▶ EXERCISE BRIEF:
Please rewrite the rows from the first one through the line containing "[[0, 778, 1389, 868]]", both included, replacing "enclosing" with "outer" and changing nothing else.

● ● ● ●

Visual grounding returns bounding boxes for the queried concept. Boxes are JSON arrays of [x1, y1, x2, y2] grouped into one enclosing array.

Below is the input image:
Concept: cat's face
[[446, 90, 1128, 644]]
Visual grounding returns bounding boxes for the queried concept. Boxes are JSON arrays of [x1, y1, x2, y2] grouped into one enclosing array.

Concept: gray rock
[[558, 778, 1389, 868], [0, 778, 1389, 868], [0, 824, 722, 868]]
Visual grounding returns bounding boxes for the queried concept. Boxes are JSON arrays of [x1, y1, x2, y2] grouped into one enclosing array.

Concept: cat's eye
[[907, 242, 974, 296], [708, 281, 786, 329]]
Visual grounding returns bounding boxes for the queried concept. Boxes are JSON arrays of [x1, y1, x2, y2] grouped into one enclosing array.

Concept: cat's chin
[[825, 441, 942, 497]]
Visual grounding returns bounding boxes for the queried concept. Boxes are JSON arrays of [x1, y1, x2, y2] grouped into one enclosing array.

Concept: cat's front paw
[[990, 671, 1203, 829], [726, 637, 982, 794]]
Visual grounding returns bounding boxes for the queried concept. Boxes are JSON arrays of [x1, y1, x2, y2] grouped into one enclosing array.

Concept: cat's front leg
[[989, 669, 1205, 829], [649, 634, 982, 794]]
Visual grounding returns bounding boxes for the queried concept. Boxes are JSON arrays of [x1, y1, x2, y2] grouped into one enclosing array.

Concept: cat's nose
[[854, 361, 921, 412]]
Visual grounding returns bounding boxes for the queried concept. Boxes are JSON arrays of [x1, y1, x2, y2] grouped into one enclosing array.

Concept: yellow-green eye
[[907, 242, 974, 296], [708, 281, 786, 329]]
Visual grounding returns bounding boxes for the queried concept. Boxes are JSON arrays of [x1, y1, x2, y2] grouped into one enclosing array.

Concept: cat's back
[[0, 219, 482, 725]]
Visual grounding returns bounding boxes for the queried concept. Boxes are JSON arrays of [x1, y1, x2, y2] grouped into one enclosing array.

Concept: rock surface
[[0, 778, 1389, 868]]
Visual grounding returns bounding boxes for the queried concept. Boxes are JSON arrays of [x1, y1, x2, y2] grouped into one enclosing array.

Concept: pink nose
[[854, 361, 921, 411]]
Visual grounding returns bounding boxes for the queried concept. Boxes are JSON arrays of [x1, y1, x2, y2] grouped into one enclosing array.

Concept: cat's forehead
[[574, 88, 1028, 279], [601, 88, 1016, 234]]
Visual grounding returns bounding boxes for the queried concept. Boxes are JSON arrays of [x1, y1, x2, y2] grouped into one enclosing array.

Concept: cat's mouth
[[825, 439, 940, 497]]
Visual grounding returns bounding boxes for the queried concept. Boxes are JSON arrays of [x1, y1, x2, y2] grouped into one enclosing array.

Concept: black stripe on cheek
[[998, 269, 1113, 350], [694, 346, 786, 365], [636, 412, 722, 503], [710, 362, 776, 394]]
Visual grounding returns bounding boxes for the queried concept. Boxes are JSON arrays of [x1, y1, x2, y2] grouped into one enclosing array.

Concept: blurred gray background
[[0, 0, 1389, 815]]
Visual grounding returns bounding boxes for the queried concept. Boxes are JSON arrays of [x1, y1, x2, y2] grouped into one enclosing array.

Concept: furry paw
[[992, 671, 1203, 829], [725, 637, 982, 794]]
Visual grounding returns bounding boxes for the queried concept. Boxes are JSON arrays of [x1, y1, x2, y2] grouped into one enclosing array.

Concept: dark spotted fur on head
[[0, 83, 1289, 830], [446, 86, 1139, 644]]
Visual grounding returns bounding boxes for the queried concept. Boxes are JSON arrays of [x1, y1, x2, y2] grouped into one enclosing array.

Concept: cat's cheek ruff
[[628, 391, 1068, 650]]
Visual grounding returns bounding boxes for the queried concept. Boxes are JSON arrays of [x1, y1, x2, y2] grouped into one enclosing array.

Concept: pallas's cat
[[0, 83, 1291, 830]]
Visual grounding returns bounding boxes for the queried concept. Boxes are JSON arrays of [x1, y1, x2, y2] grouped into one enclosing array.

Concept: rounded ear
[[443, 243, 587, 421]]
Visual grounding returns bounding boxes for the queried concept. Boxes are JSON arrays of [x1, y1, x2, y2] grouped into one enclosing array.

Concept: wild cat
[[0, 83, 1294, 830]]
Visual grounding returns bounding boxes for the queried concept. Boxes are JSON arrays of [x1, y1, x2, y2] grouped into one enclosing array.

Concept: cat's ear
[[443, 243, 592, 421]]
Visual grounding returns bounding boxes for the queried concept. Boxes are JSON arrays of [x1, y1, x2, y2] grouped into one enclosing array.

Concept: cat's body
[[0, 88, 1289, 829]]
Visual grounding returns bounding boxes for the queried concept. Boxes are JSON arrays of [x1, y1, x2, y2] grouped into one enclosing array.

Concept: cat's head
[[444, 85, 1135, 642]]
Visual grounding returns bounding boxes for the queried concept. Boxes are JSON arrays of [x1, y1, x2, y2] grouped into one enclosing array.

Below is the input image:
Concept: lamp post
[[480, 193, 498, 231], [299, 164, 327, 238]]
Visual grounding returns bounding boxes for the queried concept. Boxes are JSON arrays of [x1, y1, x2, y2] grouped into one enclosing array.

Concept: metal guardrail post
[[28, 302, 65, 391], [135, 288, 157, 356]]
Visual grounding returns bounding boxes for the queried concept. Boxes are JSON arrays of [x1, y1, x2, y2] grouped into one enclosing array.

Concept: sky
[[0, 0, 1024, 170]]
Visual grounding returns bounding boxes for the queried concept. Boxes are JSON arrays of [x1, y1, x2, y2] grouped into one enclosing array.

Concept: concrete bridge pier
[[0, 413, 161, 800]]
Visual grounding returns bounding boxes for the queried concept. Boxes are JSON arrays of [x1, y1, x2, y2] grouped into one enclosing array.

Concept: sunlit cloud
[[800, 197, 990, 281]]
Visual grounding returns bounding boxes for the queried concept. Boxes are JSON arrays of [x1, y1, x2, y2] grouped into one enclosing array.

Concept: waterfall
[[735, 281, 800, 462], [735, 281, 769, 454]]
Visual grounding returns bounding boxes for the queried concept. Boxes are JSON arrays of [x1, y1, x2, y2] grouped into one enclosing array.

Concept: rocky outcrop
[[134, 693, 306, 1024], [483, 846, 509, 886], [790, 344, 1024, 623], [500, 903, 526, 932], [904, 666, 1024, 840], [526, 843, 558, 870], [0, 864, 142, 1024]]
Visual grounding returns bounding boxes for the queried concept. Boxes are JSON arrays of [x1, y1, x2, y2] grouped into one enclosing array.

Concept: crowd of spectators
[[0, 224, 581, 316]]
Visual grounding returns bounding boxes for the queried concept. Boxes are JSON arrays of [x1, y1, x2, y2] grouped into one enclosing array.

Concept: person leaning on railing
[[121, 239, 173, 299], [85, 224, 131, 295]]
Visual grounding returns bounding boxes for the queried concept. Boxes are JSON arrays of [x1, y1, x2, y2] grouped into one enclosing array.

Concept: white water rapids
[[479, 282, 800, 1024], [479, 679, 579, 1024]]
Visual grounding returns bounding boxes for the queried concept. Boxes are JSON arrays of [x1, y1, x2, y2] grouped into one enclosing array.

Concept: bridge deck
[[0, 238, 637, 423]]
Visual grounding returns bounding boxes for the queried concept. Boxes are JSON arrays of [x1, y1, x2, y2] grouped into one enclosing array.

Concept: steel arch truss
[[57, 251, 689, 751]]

● ● ● ●

▶ SOLUTION TO THIS TASK:
Visual grounding returns bounding boxes for the queried concept. Boxes are JSON arrays of [x1, y1, x2, y2] grouped into one outer array.

Below is the input image:
Concept: cat's face
[[446, 90, 1128, 644]]
Visual grounding returns bounding boxes for the queried concept. Boxes are JSON arrays of [x1, y1, x2, y2] grouped into one outer array.

Concept: gray rock
[[558, 778, 1389, 868], [0, 778, 1389, 868], [0, 824, 722, 868]]
Visual grounding returns bounding boxes for the queried concept. Boxes are JSON arrays of [x1, y1, x2, y2] grouped into one outer array.

Concept: cat's eye
[[907, 242, 974, 296], [708, 281, 786, 329]]
Visual grounding returns bounding boxes for the queried concept. Boxes are JSON arrays of [x1, y1, x2, y2] grouped into one outer array.

Concept: cat's chin
[[825, 441, 942, 497]]
Visual grounding returns bounding boxes for the queried concept. Boxes are JSON arrays of [x1, y1, x2, y2] grouped into one outer array.

Concept: cat's front paw
[[990, 671, 1203, 829], [726, 637, 982, 794]]
Visual grounding returns bounding boxes for the queried concept. Boxes are JSON arrays of [x1, y1, x2, y2] grouped into one outer array.

Concept: cat's front leg
[[989, 669, 1205, 829], [649, 634, 982, 794]]
Visual grounding returns bounding boxes for the queried concept. Boxes are JSON arrays of [x1, y1, x2, y2] grouped into one outer array.

Concept: cat's nose
[[854, 361, 921, 412]]
Visual grounding returns bounding boxes for the queried concept. Boxes are JSON arrays of [x1, y1, x2, y2] grouped into one outer array.

Concept: yellow-green eye
[[907, 242, 974, 296], [708, 281, 786, 329]]
Visual grounding returns bounding boxes for the queried concept. Boxes are JSON arrays of [x1, y1, x2, y2] grouped into one outer array.

Concept: cat's back
[[0, 219, 482, 725]]
Visual grounding returns bounding boxes for the queried concept. Boxes are JSON arrays of [x1, y1, x2, y2] grouped into one outer array.

Concept: rock surface
[[0, 778, 1389, 868]]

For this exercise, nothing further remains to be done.